### TEXT SHOWN

+-------+

EDITOR'S NOTE: One hundred years ago today, Grand Canyon National Park came into existence. Forty-one years later, the following words appeared in our magazine.

No writer of worth has ever seriously attempted to describe Grand Canyon; no artist has ever adequately portrayed it. None ever will. For while it is the most compelling single area on the earth's surface, it is not a landscape.

The regal ermine-cloaked Rockies; the somber moss-hung swamps and bayous of Florida and Louisiana; the romantic orange groves of California; the sweet clean meadows of the Ohio; the majestic bluffs along the Hudson; the poignantly beautiful prairies of Kansas; the dreamy plantations of the Deep South; the rugged grasslands of the Far West — all these and a hundred others offer true landscapes. Each has a distinctive tone, key, spirit and character which hold true and unique despite their infinite variations. They can be known, loved and partially expressed.

The Grand Canyon is beyond comprehension. No one could possibly love it. It is not distinguished by any one dominant quality. It is not unique in the individual sense. It is universal.

+-------+

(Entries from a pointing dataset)
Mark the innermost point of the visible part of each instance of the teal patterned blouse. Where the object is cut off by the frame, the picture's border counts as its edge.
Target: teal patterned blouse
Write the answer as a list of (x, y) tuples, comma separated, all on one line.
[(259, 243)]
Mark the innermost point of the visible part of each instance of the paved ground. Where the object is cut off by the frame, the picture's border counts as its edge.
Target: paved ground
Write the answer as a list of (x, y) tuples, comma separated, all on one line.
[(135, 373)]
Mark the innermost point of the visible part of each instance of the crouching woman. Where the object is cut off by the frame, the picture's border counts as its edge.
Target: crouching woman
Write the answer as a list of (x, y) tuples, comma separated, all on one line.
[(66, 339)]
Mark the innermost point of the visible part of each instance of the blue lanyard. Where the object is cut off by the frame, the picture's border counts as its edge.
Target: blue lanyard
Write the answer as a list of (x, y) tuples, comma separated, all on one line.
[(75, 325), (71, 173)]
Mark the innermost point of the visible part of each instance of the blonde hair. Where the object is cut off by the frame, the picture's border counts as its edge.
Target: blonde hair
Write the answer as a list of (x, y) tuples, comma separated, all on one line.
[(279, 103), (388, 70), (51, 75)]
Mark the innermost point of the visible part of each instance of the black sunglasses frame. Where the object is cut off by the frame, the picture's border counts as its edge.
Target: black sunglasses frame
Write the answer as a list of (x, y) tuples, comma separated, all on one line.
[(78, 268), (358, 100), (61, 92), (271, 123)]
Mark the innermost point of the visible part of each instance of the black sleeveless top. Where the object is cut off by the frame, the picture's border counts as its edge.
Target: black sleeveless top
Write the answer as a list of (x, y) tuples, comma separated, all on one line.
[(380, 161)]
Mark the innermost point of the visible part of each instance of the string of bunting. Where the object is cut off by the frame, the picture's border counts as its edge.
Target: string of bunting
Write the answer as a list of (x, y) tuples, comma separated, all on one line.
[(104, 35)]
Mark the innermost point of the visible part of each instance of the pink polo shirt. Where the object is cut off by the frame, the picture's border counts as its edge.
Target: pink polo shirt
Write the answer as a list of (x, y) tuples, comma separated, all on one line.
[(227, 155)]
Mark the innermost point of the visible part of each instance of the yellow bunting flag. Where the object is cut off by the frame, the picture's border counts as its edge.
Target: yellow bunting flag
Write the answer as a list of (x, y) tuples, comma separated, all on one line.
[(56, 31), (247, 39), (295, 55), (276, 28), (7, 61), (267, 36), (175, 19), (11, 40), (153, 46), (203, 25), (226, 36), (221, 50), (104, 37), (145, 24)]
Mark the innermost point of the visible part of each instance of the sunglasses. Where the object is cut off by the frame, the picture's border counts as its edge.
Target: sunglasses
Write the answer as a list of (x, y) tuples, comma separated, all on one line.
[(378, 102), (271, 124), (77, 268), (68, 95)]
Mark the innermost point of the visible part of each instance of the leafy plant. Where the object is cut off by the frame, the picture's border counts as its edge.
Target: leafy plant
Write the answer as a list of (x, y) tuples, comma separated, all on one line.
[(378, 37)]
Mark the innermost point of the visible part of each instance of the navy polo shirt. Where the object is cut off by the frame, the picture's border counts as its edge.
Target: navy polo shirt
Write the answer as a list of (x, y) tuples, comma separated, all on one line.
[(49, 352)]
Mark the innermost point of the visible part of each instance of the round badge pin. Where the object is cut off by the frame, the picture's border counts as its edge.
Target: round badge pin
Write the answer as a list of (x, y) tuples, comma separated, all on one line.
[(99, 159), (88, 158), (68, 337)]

+-------+

### WHAT IS REQUIRED
Return, word for word, the part of the Grand Canyon text that opens with the words "The Grand Canyon" and closes with "It is universal.".

### CORRECT RESPONSE
The Grand Canyon is beyond comprehension. No one could possibly love it. It is not distinguished by any one dominant quality. It is not unique in the individual sense. It is universal.